__PROBLEM STATEMENT__.
Copy the listing below word for word, but leave out the pictures.

..............................

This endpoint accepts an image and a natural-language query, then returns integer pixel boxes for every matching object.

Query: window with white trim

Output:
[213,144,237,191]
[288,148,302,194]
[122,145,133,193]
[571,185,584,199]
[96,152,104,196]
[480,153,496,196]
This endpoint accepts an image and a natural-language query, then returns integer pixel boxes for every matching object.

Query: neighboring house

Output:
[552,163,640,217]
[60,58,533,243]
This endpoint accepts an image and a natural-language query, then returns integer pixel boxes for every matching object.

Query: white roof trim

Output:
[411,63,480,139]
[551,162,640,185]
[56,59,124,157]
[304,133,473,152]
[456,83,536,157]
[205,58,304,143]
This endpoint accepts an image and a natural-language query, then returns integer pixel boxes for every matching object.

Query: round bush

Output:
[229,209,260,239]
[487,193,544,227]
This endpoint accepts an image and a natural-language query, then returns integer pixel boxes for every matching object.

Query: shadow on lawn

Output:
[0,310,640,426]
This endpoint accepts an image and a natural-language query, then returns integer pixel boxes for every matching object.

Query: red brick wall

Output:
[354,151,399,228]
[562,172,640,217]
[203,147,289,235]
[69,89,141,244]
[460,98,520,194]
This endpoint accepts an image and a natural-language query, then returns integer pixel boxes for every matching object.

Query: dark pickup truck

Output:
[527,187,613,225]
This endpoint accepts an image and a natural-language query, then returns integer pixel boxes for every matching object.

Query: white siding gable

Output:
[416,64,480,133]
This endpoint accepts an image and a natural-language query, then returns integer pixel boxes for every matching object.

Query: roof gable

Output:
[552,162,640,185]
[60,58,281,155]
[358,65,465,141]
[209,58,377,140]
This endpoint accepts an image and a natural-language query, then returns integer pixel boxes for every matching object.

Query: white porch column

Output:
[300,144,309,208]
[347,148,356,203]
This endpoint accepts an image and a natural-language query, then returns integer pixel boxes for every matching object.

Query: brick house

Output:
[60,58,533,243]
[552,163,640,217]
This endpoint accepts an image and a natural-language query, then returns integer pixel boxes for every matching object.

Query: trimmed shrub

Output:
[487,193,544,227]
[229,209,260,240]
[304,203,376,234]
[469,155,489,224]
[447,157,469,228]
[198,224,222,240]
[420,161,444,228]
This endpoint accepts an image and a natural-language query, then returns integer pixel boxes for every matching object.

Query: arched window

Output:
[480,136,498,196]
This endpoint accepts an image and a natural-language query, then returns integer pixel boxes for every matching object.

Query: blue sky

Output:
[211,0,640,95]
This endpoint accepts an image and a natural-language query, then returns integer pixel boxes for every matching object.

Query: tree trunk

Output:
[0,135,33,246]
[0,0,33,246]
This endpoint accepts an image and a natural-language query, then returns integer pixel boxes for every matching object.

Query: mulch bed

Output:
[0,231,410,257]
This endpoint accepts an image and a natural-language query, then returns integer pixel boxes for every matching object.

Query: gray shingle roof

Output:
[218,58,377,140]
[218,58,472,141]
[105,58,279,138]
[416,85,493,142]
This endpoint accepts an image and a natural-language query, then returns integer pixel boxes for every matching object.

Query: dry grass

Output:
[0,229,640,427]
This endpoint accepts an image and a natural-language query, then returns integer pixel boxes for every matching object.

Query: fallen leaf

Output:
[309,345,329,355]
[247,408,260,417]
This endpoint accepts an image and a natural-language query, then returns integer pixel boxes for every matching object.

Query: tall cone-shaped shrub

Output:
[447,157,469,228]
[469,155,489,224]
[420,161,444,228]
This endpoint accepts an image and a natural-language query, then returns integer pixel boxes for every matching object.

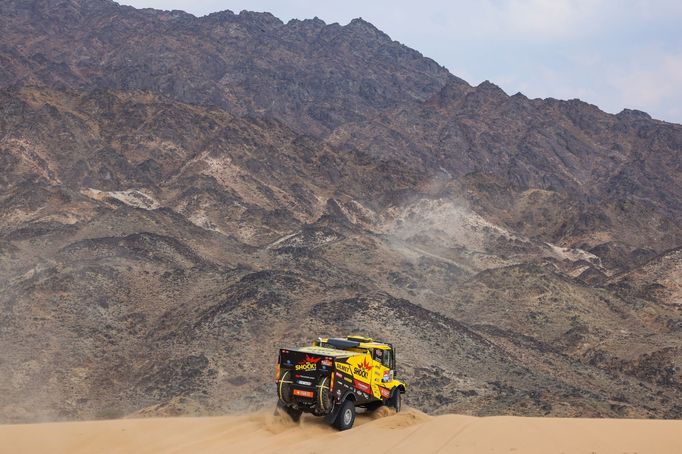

..............................

__FULL OUTPUT__.
This endpoint accepts an image and a natural-language query, then returns integer pixel boxes for every matching object.

Query: window with white trim

Output:
[213,144,237,191]
[288,148,302,194]
[122,145,133,193]
[571,185,584,199]
[96,152,104,196]
[480,153,496,196]
This endpoint accepts an image and a natural-language query, then returns integer pixel boxes for every matching object.

Query: neighboring house

Output:
[552,163,640,217]
[60,58,533,243]
This endpoint accepts an image and a natural-language query, then returns integer pixel boxes for every matching object.

Query: white roof trim

Output:
[411,63,480,139]
[551,162,640,185]
[56,59,124,157]
[304,133,473,152]
[456,83,536,157]
[205,58,304,143]
This endpoint accepts an image and a natural-language query, then returns integer pixel boxes for every matching object.

Query: round bush

Output:
[229,209,260,239]
[487,193,544,227]
This endpoint accepts an image and a natural-language query, then returns integer pixel boxes for every matching object.

Query: shadow on lawn

Output:
[0,310,640,426]
This endpoint accepts an image and a natural-language query, then returns integer pixel boxes for every matching object.

Query: red brick wall

Output:
[354,151,399,228]
[562,172,640,217]
[203,147,289,235]
[69,89,141,244]
[460,98,520,194]
This endpoint accepts an image and a natural-language query, then returns integer pixel boxes for every matching object.

Query: dark pickup truck

Output:
[527,187,613,225]
This endpoint accepts an image and a natural-language query, then returns integer pixel boxes for every matching object.

Query: white siding gable

Output:
[416,64,480,133]
This endpoint accepts an image and a natural-language query, then returns integer pixel boxes for every matching object.

Query: roof gable

Output:
[552,162,640,185]
[60,58,281,155]
[358,65,465,141]
[209,58,377,140]
This endpoint accepts an image and a natural-language query, then returns integer pixel boxes for every matching object.

Query: white porch column

Output:
[300,144,309,208]
[347,148,356,203]
This endpoint accepts an image and a natural-language query, then returns integer pixel boxes for every matching object.

Query: brick house

Output:
[60,58,533,243]
[552,163,640,217]
This endpoint accepts an image and a natural-language query, then returns integer pixel boxes for every matching object.

Query: trimmed shrub

Output:
[487,193,544,227]
[229,209,260,240]
[304,203,376,234]
[469,155,489,224]
[447,157,469,228]
[198,224,222,240]
[420,161,444,228]
This endpoint accepts an image and a natural-language query, then returns integer pixel boxes for every matching object.

Query: arched window

Output:
[480,136,498,196]
This endpoint accepts an image and a natural-language query, then returns integer pixel boxes for every matching object.

Query: blue sky

Output:
[211,0,640,95]
This endpoint accepts an image and a natural-language query, then returns integer pixel boxes for every matching object.

Query: tree trunk

Output:
[0,135,33,246]
[0,0,33,246]
This endpoint accepts an image and a natural-language query, then returns integer pixel boxes for every matching object.

Query: mulch bed

Output:
[0,231,410,257]
This endpoint accepts an image and a natural-language query, then returns integer pixel boxes for every matching object.

Query: gray shingle roof

Output:
[218,58,377,140]
[218,58,472,141]
[105,58,279,138]
[416,85,493,142]
This endpoint accepts an image and a natural-language query, then returns integer pixel boxes for every matching object.

Query: dry grass

Output:
[0,229,640,427]
This endpoint accepts an image and a natural-language query, then returns integer pixel boxes for every matching object.

Query: fallen leaf

Output:
[309,345,329,355]
[247,408,260,417]
This endpoint accepts an image and a natural-language query, then returns integer pixel boxes for every matching object.

Query: tall cone-shaped shrub

Output:
[447,157,469,228]
[469,155,489,224]
[420,161,444,228]
This endpoint accepts an image and a natural-language query, then returns integer pixel boxes for every matching object.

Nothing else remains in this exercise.